-------- DATA EXCERPTS

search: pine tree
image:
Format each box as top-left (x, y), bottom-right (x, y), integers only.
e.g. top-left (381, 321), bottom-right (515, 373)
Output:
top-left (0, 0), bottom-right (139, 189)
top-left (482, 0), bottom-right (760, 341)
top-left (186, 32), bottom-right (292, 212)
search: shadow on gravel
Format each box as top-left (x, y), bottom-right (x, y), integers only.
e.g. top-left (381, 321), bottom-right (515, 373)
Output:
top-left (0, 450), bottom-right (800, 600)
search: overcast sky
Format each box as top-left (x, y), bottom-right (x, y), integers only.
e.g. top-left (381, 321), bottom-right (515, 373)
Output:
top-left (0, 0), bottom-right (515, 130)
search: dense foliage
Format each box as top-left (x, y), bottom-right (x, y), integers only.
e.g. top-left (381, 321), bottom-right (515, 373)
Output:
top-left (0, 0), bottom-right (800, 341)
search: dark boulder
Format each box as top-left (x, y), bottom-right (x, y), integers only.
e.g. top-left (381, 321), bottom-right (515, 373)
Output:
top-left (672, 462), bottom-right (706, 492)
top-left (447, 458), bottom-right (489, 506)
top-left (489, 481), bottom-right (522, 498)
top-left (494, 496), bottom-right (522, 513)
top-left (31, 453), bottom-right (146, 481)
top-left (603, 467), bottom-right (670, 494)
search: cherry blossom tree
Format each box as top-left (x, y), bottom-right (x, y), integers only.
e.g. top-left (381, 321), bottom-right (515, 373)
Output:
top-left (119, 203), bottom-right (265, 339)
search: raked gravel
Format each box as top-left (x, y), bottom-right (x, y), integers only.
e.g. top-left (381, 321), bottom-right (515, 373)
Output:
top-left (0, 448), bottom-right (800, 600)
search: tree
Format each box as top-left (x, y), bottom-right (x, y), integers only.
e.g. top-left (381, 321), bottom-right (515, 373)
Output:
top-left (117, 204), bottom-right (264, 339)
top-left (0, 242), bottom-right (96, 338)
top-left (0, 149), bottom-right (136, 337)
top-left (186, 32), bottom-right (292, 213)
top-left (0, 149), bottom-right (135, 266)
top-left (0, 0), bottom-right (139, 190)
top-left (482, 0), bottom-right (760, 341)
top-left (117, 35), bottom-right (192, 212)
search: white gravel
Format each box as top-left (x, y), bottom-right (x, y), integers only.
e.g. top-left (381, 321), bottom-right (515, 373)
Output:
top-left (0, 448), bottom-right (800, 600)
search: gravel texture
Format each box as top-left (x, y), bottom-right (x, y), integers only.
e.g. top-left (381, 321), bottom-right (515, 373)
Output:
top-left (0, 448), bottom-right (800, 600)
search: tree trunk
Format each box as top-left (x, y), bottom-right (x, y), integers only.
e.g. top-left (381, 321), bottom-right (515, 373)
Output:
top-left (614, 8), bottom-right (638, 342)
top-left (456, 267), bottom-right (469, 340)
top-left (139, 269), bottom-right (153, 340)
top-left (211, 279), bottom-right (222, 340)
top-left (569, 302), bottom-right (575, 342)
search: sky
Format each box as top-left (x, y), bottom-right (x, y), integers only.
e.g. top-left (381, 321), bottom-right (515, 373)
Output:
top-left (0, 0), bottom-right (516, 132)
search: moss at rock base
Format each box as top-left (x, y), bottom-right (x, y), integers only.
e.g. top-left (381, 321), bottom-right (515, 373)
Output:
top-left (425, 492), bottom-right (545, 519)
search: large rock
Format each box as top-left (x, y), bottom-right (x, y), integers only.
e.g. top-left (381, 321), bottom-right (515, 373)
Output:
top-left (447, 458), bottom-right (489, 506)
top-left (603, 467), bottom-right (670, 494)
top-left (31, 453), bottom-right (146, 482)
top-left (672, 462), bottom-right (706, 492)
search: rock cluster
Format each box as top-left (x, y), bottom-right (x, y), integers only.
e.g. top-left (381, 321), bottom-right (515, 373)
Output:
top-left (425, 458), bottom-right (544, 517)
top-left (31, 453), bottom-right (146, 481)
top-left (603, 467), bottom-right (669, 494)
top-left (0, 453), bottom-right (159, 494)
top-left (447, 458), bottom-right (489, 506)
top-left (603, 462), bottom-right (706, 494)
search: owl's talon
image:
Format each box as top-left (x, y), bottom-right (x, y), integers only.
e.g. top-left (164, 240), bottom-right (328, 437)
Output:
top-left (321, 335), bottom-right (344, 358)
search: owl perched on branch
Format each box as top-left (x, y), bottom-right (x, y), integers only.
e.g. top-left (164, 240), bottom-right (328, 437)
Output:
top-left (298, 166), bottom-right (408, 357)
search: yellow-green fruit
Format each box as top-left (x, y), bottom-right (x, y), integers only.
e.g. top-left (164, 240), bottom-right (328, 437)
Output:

----------------

### [WHAT YOU ARE ASKED TO DO]
Output the lines above, from the line with "search: white gravel" up to and including the line with "top-left (425, 492), bottom-right (545, 519)", as a Markdown table with the columns No. and Text, leaving out blank lines.

### [SOLUTION TO THE EXERCISE]
| No. | Text |
|---|---|
| 1 | search: white gravel |
| 2 | Format each box as top-left (x, y), bottom-right (x, y), integers only. |
| 3 | e.g. top-left (381, 321), bottom-right (515, 373) |
| 4 | Output: |
| 5 | top-left (0, 448), bottom-right (800, 600) |
| 6 | search: gravel texture |
| 7 | Format each box as top-left (x, y), bottom-right (x, y), integers only. |
| 8 | e.g. top-left (381, 321), bottom-right (515, 373) |
| 9 | Output: |
| 10 | top-left (0, 448), bottom-right (800, 600) |
| 11 | search: tree trunk |
| 12 | Format each box as top-left (x, y), bottom-right (x, y), integers only. |
| 13 | e.g. top-left (381, 321), bottom-right (515, 373) |
| 14 | Output: |
| 15 | top-left (614, 8), bottom-right (638, 342) |
| 16 | top-left (456, 267), bottom-right (469, 340) |
| 17 | top-left (139, 269), bottom-right (153, 340) |
| 18 | top-left (211, 279), bottom-right (222, 340) |
| 19 | top-left (569, 302), bottom-right (575, 342) |
| 20 | search: sky |
| 21 | Format each box as top-left (x, y), bottom-right (x, y), integers only. |
| 22 | e.g. top-left (381, 321), bottom-right (515, 373) |
| 23 | Output: |
| 24 | top-left (0, 0), bottom-right (516, 132) |
| 25 | search: moss at rock base |
| 26 | Format each box as top-left (x, y), bottom-right (x, y), integers only. |
| 27 | e.g. top-left (381, 321), bottom-right (515, 373) |
| 28 | Output: |
| 29 | top-left (425, 492), bottom-right (545, 519) |